### Estratto fornito:
*-*-*
Nonostante tanti sforzi pubblici e impegno di riscatto sociale, il bilancio dell’azione statale e regionale per aiutare questa regione a sollevarsi dalle sue miserie è stato ampiamente vanificato dalla fortissima egemonia politica e sociale di una “élite del potere” composta da pochi potenti e milionari, un ceto dominante che riesce a camuffarsi e mimetizzarsi con straordinaria abilità relazionale: sono “i nuovi mandarini della Calabria”, nelle cui mani si concentrano le più importanti opportunità di avere denaro, soldi e moneta, le opzioni di successo, di accentrare le leve della supremazia e del potere.
Un potere non tanto occulto contro cui si svolge la lotta di una parte dello Stato, le magistrature antimafia, anche se non tutta la macchina statale, anzi, gran parte delll’apparato pubblico nelle amministrazioni periferiche, sta dalla parte di questi che avversano in quanto 'giudici d'assalto'.
Ritrovandosi di fatto, molti snodi della pubblica amministrazione, nonché tantissimi comuni, inquinati e, talvolta, persino controllati o fortemente condizionati dal dominio dei 'maggiorenti' in politica, dei 'magnati' del credito sia nelle grandi che nelle piccole banche, infine, ultimo anello da una sorta di 'lumpenproletariat mafioso', resto e cascame delle vecchie 'ndrine locali.
Questa polarizzazione tra pochi ricchi e tanti poveri è la fonte del ritardo calabrese, la causa dei mali che affliggono la democrazia e la politica regionale, perché fa aumentare le disuguaglianze e le distanze sociali tra i ceti sociali, favorisce il permanere dei poteri criminali e il diffondersi della malapolitica clientelare.
Crotone, Platì, Verbicaro e Torre Ruggiero sono comuni simbolo della povertà estrema in Italia. Il fenomeno della diseguaglianza nel quadro emergenziale della Pandemia, unito all’enorme disoccupazione e alla cassa integrazione di migliaia di lavoratori, ha generato una pericolosa disconnessione della Calabria, rendendo ancora più bassa la nostra “coesione morale”.
*-*-*
### Compiti da svolgere:
A: Quali comuni il brano sulla Calabria indica come simbolo della povertà estrema in Italia?
B: Per favore, riproduci il brano sulla Calabria da "Questa polarizzazione tra" a "della malapolitica clientelare.".
Le voci riportate qui provengono da una fonte diversa dal brano.
*-*-*
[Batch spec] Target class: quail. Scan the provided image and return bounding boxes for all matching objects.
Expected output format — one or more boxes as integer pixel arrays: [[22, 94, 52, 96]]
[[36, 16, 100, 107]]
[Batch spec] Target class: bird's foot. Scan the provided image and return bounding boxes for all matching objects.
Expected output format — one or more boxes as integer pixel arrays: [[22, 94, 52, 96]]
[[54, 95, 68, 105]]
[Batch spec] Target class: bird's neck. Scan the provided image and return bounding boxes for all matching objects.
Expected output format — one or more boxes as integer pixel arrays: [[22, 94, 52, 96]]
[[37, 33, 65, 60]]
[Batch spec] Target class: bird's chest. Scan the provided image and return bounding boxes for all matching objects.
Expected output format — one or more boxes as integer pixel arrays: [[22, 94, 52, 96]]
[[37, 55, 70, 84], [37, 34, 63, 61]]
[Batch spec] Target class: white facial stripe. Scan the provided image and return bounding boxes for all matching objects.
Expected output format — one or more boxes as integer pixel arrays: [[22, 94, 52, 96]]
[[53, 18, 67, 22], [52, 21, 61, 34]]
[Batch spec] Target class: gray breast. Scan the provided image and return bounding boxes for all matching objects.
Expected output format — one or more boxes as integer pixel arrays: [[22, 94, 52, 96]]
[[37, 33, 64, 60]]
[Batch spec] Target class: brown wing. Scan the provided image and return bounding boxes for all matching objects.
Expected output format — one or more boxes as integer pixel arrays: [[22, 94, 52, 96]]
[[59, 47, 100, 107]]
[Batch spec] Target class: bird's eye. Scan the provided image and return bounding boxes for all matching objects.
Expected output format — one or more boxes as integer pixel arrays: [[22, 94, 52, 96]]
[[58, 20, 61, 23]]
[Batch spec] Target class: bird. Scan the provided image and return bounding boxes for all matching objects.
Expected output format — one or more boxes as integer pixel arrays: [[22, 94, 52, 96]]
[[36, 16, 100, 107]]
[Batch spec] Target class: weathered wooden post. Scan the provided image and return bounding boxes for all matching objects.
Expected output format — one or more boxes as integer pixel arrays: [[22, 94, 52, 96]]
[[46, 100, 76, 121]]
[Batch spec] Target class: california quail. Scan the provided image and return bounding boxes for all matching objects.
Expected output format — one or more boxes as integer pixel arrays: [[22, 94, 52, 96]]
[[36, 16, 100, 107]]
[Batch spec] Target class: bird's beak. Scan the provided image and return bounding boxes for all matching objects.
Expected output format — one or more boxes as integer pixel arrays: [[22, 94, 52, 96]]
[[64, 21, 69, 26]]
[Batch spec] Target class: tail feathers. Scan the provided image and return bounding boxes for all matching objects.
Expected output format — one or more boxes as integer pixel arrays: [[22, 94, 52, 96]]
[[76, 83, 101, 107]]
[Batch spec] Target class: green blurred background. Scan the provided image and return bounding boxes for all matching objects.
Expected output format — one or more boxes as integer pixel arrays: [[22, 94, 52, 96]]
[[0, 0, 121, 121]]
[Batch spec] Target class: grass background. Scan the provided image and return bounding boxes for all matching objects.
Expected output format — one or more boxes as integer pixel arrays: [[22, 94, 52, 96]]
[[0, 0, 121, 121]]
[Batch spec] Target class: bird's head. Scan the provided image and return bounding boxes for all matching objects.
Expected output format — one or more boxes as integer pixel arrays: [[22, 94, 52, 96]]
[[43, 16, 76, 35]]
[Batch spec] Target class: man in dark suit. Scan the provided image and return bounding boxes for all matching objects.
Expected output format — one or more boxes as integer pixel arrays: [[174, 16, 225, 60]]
*-*-*
### Soluzioni degli esercizi:
A: Crotone, Platì, Verbicaro e Torre Ruggiero.

B:
Questa polarizzazione tra pochi ricchi e tanti poveri è la fonte del ritardo calabrese, la causa dei mali che affliggono la democrazia e la politica regionale, perché fa aumentare le disuguaglianze e le distanze sociali tra i ceti sociali, favorisce il permanere dei poteri criminali e il diffondersi della malapolitica clientelare.